AI Is Still Dumber Than a 5-Year-Old, Say Scientists


In previous columns, I’ve explained that there’s a lot of hype surrounding the incremental improvements of the decades-old programming techniques collectively identified under the marketing buzzword “Artificial Intelligence” aka “AI.” 

What’s NOT hype is that those programming techniques (pattern recognition, neutral nets, ect.) have gotten incrementally more effective than they were in the past at playing games and performing speech recognition, automated translation, and so forth.

What IS hype are the all-too-common and all-too-visible claims that AI will soon be able to perform complex tasks that involve anything resembling common sense, such as negotiating business deals, customer support and selling products.

Don’t believe me? Well, maybe you’ll believe a team of AI experts at Stanford University that is measuring the progress of AI. The press release issued last month announcing the index makes the following, startling (but not to me) admission:

“Computers continue to lag considerably in the ability to generalize specific information into deeper meaning, [while] AI has made truly amazing strides in the past decade… computers still can’t exhibit the common sense or the general intelligence of even a 5-year-old.”

As you’re probably aware, AI is very good at playing games like poker, GO, and (most famously) chess. Chess programs now play the game at a level that could reasonably be described as “superhuman.”

When it comes to anything that requires common sense, however, AI is almost helpless. To illustrate this, examine these three chess pieces carefully:

An AI program might be able to figure out (by image comparison) that the piece on the left is a knight and the piece in the middle is a queen. I say “might” because the AI program might also think that they’re simply statues or knick-knacks. 

However, even if the AI identified the two objects as chess pieces and correctly identified their rank, it could never figure out what’s immediately obvious to anyone who plays chess: that the piece on the right combines the moves of the knight and the queen.

───

### Directions
**1.** Answer these questions about the column on AI hype:
(a) Which university's team of AI experts is measuring the progress of AI?
(b) Which three games does the column name as ones AI is very good at playing?
(c) According to the column, what does the chess piece on the right combine?
**2.** Write the next paragraph of the column on AI and common sense, picking up after its final sentence.
The entries that follow come from a separate source and are unrelated to the column.

### Stored records
───

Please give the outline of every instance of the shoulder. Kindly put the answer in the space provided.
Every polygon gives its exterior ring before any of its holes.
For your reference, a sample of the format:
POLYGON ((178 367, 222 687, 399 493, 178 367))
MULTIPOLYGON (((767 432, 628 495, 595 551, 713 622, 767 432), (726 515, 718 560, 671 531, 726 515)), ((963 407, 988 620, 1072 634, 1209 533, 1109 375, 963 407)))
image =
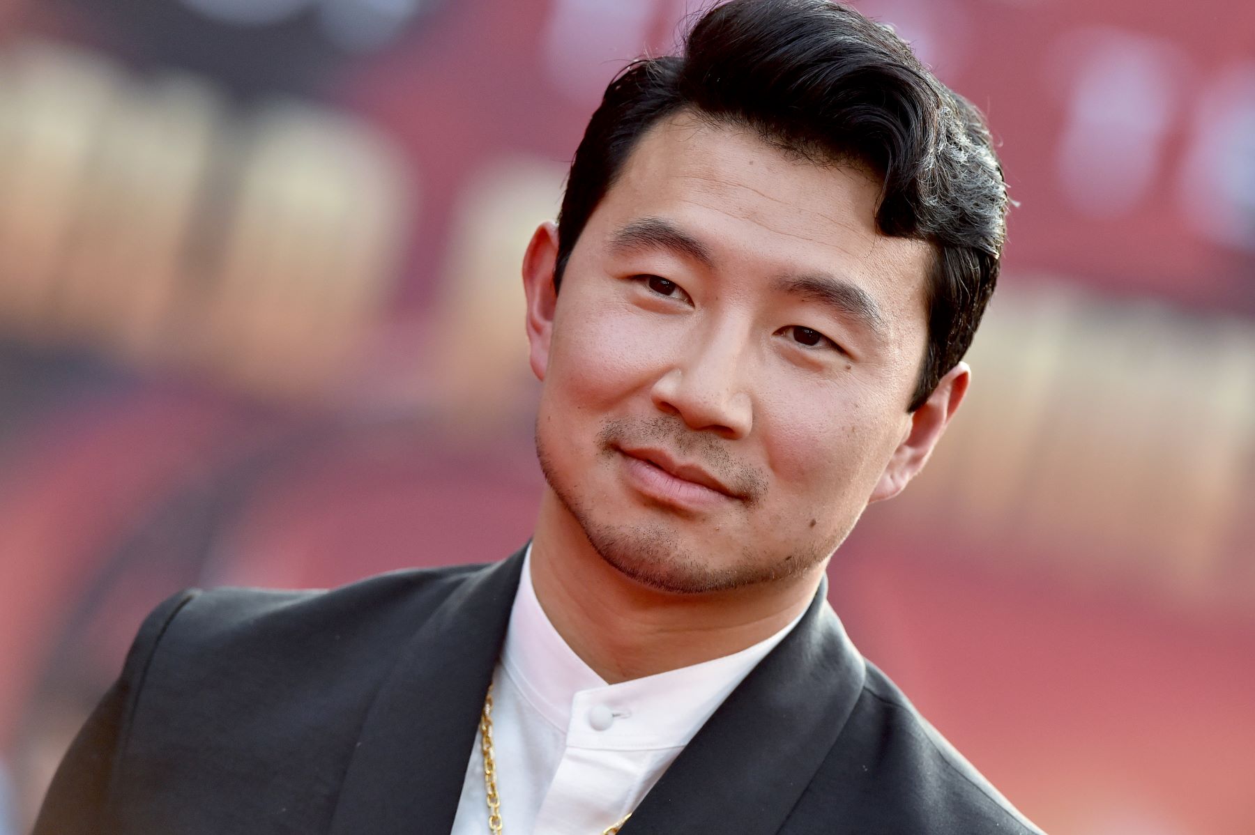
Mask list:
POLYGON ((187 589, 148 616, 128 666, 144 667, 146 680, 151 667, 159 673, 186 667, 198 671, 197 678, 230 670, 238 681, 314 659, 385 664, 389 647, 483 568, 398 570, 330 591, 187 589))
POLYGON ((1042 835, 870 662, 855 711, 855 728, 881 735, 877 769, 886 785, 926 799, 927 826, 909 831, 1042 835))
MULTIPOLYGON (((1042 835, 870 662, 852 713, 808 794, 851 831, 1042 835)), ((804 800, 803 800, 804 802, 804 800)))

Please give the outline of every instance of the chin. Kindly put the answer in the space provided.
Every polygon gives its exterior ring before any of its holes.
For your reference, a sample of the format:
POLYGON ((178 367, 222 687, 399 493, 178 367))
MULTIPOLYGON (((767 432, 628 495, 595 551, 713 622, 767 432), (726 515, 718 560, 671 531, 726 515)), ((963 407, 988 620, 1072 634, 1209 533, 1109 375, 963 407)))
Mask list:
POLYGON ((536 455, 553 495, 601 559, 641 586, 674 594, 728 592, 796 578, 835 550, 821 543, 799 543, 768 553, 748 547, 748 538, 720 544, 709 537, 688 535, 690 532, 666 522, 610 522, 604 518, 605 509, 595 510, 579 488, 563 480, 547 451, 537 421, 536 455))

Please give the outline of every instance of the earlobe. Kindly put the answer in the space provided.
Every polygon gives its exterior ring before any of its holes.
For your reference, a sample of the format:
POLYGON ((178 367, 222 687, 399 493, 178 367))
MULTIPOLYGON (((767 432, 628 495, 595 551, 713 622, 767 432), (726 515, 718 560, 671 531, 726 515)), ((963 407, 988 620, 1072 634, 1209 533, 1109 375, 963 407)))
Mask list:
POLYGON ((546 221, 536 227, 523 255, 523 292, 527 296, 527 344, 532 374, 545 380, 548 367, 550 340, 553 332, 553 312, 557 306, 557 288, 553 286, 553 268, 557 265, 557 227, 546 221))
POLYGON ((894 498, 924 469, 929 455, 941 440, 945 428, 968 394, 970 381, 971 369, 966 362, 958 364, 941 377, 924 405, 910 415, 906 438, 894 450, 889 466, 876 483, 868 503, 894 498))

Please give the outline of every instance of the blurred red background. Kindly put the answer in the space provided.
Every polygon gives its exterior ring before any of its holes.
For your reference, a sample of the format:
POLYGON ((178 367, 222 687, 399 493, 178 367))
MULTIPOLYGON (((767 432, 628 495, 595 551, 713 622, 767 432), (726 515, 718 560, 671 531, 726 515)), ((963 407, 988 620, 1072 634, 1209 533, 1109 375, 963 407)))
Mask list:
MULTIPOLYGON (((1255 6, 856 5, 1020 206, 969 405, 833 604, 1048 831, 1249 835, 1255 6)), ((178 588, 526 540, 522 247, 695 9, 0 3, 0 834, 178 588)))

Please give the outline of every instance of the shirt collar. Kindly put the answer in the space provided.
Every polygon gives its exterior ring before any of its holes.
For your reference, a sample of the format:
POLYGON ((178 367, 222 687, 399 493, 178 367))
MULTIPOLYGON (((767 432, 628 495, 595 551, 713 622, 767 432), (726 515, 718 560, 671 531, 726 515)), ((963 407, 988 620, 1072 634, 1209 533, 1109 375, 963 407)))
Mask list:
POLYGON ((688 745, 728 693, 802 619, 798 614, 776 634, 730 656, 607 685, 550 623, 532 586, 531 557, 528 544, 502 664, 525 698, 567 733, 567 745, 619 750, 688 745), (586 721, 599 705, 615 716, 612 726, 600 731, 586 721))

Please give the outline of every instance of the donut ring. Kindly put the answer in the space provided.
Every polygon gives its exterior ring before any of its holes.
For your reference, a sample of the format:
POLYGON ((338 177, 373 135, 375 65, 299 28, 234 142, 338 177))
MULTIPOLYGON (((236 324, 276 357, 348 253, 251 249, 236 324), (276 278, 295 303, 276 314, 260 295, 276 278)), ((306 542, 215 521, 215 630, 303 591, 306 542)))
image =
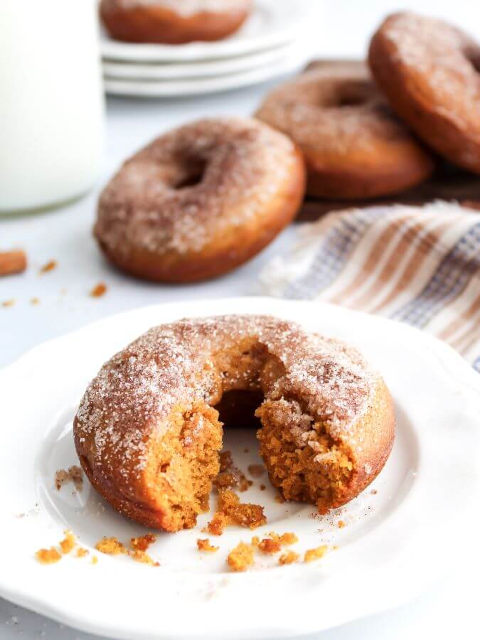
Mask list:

───

### Expected outputs
**1.**
(a) Stanford University
(b) Poker, GO, and chess
(c) The moves of the knight and the queen

**2.**
Furthermore, without being reprogrammed by a human, no chess program could play and win a game using that piece. By contrast, a human chess player would and could immediately adapt to game play using that piece.

Here’s another example. Carnegie Mellon has a poker program, Libratus, that can play Texas Hold ’em at a tournament level and win against human opponents. This is impressive because, unlike chess or GO, poker involves unknowns.

More precisely, it contains “known unknowns” in the sense that the number of cards and their values are known but their specific position within the deck is unknown. Also, while a specific wager is unknown, the nature of the wager is within known bounds.

But what happens if we introduce unknowns that are not known to the program? If the players decided, for example, to make “suicide cards” wild or to play with a Tarot deck rather than a standard deck, Libratus wouldn’t even be able to identify a winning hand.

This is an important point because many of the wilder claims surrounding AI conflate games like chess and poker with human behaviors and institutions that are infinitely more complex.

Put simply, playing a game with pre-defined rules never requires common sense. Playing in real life always requires common sense.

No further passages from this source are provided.